[Start of section]

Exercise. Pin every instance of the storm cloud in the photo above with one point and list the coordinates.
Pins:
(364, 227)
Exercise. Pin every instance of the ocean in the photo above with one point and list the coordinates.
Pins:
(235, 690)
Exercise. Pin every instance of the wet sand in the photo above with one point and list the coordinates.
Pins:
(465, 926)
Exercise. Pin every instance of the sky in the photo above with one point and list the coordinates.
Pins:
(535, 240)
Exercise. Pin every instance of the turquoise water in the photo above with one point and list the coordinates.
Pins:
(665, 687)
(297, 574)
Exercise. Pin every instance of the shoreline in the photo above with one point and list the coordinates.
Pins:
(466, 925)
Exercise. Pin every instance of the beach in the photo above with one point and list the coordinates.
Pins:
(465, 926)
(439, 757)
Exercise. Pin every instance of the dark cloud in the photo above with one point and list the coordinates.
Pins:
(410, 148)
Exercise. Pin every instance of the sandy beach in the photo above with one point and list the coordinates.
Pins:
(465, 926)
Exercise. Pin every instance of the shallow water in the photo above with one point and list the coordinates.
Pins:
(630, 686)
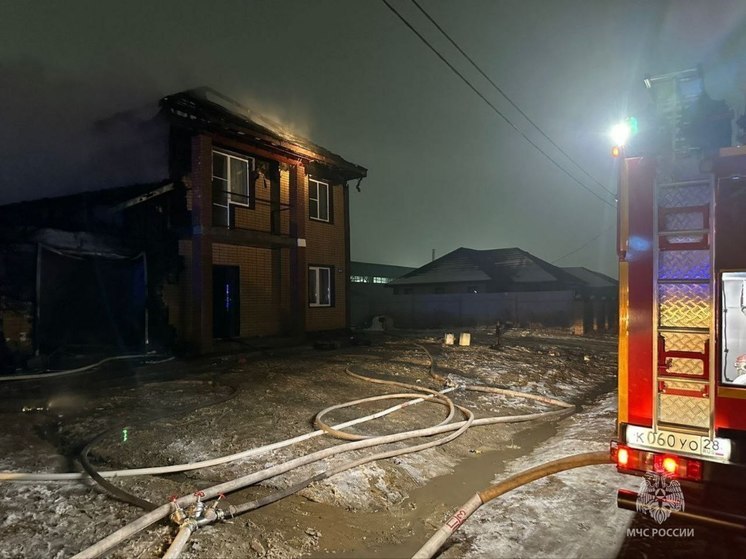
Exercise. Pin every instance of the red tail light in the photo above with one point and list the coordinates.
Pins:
(622, 456)
(631, 460)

[End of section]

#### [EXERCISE DESCRIPTION]
Copy out every entry exactly as written, but not the pictures.

#### [RESULT OF THIS TASK]
Exercise. Pin every instance of the storm cloud in the photo above with one point and list the coordinates.
Pins:
(364, 227)
Exercise. Pin every instance of the ocean in the photo above with one point and list the coordinates.
Pins:
(235, 690)
Exercise. Pin every instance of the wet sand in the photo above with one point and list the coordinates.
Pins:
(465, 926)
Exercise. Pin every instance of the sky in the photo above with one point and list the coordinates.
Pins:
(535, 240)
Exercise. Pin every instance of the turquoise water in the photo above with one point and list the coordinates.
Pins:
(665, 687)
(297, 574)
Exercise. Pin every instance of the shoreline in the photo above with one point and list the coordinates.
Pins:
(466, 925)
Exercise. Pin every instance of the beach in the photo above with one point and list the coordinates.
Pins:
(465, 926)
(439, 757)
Exercise. Pin every instance of the dark cloud in the photo above with one point and list the coordinates.
Pins:
(410, 148)
Exercise. Pin every instance of the sandy beach in the photo above with one point and list the coordinates.
Pins:
(465, 926)
Exercise. Pin every instance of the shallow water in the photo above with one point and list the coordinates.
Pins:
(630, 686)
Exercise. Pin every instance of the red tail light in the photo above with one point and list the coordinates.
Pins:
(622, 456)
(631, 460)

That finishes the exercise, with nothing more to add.